[BEGIN]
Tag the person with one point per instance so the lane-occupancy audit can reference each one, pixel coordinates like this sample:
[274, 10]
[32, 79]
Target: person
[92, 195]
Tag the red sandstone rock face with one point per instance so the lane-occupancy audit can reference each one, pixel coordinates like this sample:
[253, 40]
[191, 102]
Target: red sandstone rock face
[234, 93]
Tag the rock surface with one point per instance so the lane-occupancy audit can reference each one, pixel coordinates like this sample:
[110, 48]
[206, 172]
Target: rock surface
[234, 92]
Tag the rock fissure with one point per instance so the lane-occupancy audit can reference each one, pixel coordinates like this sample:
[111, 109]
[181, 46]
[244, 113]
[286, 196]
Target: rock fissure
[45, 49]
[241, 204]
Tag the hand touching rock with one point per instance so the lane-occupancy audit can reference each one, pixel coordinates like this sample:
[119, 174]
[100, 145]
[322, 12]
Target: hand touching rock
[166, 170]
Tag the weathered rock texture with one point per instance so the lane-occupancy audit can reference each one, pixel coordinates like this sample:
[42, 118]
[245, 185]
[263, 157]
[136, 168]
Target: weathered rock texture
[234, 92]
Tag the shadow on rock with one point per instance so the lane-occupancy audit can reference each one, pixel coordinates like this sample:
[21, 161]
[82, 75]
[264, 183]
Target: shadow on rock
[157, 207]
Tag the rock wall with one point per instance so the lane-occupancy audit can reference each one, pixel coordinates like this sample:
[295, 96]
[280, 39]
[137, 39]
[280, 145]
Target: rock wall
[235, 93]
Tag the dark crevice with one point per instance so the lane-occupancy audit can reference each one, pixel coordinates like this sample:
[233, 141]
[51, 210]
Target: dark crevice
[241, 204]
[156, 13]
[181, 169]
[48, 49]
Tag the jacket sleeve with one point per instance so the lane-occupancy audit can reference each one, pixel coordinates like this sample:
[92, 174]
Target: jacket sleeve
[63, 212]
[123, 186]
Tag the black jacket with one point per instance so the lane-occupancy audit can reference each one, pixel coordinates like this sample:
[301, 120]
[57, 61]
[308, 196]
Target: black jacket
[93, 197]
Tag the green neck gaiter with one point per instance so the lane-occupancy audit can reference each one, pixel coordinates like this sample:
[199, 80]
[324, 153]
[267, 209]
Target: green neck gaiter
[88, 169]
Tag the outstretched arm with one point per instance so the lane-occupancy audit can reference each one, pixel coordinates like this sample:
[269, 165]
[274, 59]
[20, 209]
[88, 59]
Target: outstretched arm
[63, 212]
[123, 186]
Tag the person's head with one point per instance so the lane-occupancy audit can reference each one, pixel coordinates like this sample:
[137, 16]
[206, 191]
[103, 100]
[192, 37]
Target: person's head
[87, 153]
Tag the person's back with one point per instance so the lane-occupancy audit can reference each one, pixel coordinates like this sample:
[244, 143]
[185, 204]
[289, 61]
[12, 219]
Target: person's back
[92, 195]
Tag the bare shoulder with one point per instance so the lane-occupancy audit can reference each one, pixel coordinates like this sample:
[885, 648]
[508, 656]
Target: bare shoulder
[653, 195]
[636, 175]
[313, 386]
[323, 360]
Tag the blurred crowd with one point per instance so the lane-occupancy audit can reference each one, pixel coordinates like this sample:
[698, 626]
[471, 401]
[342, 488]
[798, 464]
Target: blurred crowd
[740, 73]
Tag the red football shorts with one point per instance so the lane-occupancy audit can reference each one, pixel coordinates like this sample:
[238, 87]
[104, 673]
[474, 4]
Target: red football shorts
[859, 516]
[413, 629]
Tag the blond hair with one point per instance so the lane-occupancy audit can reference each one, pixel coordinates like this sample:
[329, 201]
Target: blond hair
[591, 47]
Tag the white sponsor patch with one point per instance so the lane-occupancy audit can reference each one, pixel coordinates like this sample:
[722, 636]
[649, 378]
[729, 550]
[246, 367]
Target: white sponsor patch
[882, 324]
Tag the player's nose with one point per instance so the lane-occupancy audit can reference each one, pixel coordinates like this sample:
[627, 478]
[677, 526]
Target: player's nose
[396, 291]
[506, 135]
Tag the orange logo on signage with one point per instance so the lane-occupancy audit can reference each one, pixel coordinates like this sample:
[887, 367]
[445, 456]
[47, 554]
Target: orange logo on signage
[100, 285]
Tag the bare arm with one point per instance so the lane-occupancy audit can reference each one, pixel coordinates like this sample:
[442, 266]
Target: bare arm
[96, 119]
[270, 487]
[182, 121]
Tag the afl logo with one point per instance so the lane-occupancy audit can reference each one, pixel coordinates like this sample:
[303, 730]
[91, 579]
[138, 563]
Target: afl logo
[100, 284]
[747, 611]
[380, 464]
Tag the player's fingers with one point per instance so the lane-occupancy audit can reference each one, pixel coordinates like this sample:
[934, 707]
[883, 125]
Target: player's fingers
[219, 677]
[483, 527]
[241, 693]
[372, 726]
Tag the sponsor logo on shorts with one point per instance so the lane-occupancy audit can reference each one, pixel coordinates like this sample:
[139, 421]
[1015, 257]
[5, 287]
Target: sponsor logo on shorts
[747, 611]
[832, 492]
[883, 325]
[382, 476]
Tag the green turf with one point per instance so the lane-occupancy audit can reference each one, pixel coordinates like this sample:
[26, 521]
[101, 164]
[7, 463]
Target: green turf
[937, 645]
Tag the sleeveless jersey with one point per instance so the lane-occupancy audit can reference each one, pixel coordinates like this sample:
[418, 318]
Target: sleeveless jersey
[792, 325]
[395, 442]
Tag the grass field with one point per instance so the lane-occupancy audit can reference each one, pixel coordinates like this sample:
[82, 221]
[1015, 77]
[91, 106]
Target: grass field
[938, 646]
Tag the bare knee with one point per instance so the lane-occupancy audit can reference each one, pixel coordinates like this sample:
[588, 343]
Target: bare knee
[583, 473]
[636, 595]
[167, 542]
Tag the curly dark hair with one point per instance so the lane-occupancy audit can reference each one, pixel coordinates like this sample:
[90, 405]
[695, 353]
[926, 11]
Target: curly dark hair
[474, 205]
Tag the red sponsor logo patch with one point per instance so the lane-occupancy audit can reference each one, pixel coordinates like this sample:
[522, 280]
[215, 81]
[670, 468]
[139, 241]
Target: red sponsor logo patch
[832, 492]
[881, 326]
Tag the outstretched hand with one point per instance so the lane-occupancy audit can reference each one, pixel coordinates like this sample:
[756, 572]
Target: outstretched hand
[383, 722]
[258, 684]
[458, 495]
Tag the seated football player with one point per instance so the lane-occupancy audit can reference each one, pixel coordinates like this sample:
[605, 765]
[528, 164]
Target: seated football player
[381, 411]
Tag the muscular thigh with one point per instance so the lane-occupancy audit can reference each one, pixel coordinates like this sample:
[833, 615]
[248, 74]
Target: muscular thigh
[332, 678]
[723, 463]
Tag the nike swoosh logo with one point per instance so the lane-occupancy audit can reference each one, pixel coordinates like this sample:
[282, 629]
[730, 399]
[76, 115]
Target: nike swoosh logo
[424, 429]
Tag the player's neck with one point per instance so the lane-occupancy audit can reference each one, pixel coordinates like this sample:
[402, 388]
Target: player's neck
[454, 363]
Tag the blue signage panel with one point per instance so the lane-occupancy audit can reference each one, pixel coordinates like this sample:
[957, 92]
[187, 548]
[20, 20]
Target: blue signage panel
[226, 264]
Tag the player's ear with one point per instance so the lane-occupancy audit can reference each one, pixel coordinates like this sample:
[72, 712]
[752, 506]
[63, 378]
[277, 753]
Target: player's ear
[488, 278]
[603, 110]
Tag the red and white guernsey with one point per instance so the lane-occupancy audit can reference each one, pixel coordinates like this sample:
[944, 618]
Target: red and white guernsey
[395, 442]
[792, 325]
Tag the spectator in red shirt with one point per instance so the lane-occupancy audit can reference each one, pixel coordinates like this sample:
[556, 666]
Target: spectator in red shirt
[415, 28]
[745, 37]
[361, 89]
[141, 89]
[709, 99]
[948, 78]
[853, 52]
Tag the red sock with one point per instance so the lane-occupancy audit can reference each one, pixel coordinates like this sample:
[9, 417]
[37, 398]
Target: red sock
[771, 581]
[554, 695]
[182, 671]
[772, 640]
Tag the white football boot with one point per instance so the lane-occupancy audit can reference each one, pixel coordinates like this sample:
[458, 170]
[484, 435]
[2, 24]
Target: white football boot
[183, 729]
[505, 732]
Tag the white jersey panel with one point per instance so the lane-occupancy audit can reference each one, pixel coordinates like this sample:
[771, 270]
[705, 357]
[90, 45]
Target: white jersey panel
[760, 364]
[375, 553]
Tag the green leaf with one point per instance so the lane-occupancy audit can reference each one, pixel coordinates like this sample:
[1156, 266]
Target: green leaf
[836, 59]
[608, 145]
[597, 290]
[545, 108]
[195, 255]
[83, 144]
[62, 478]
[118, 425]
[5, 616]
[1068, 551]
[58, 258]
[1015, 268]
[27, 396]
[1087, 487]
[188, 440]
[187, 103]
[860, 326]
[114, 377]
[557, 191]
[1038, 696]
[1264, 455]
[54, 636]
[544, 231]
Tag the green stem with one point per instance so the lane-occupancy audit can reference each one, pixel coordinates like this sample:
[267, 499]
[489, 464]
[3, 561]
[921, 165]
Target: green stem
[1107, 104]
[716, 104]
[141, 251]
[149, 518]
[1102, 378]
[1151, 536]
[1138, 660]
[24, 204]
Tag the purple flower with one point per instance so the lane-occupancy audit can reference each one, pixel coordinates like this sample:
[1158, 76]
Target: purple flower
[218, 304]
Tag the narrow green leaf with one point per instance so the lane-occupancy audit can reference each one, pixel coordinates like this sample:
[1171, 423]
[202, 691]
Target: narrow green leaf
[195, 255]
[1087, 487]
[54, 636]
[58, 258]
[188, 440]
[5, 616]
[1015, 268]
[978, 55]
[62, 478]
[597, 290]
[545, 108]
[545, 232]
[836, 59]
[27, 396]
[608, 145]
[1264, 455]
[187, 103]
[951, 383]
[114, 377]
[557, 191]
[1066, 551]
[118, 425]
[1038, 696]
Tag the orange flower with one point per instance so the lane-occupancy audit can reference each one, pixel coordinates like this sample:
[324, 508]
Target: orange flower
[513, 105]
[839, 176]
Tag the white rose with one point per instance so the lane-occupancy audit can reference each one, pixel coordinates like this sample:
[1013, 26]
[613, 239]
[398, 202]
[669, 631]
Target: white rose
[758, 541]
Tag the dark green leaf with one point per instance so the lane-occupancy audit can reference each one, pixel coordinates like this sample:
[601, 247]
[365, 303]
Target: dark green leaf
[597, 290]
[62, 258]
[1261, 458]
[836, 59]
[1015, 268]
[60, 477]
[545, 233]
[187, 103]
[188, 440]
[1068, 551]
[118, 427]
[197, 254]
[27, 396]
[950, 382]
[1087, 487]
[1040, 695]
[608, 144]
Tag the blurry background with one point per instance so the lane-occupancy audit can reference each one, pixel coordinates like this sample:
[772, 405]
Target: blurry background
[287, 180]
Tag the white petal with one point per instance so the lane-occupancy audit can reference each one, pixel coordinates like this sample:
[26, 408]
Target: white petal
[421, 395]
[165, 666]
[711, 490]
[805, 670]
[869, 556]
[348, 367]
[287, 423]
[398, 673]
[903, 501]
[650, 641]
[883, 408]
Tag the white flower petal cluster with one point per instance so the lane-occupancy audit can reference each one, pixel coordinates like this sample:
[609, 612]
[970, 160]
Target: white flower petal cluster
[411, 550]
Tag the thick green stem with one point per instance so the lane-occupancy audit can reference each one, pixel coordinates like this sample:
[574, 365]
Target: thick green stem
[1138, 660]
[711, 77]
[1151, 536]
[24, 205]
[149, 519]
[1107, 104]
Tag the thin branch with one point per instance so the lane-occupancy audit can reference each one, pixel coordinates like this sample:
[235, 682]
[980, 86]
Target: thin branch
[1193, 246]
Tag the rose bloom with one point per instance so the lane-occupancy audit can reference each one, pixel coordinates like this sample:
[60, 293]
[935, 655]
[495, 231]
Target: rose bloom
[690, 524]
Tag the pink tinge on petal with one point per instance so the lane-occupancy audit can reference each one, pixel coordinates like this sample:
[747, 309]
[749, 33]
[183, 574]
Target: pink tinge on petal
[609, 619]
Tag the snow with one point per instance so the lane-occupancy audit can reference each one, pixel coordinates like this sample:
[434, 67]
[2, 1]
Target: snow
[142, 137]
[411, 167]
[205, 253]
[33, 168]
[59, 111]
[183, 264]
[END]
WHAT IS REQUIRED: Repeat the lines from the one containing "Tag the white flower" through the end of the listing, exactly and without any other lines; both ends are included.

REPLY:
Tag the white flower petal cluster with one point per instance so the lane-occupancy audit can reference each one, pixel coordinates like this sample:
[609, 612]
[970, 160]
Target: white flower petal cluster
[411, 550]
Tag the thick green stem with one point per instance so the lane-occupancy audit can reference each one, pixel coordinates like this sample:
[574, 365]
Target: thick green stem
[1138, 660]
[711, 77]
[1151, 536]
[24, 205]
[149, 519]
[1107, 104]
Tag the thin branch with one point per instance so the lane-occupancy audit can reference each one, pixel coordinates like this sample:
[235, 682]
[980, 86]
Target: thin branch
[1193, 246]
Tag the rose bloom with one point per instance so the lane-occupancy audit can reference each one, pixel coordinates like this sample:
[60, 293]
[935, 655]
[495, 231]
Target: rose bloom
[690, 524]
Tag the pink tinge on petal with one point per instance so the lane-occupancy audit can reference each one, pixel coordinates like this sample:
[747, 309]
[749, 33]
[183, 574]
Target: pink tinge on petal
[609, 619]
Tag the snow with one point per instance so the lane-occupancy audit can reference each one, pixel coordinates like this sample:
[434, 67]
[2, 1]
Target: snow
[142, 137]
[411, 167]
[205, 253]
[33, 168]
[59, 111]
[183, 264]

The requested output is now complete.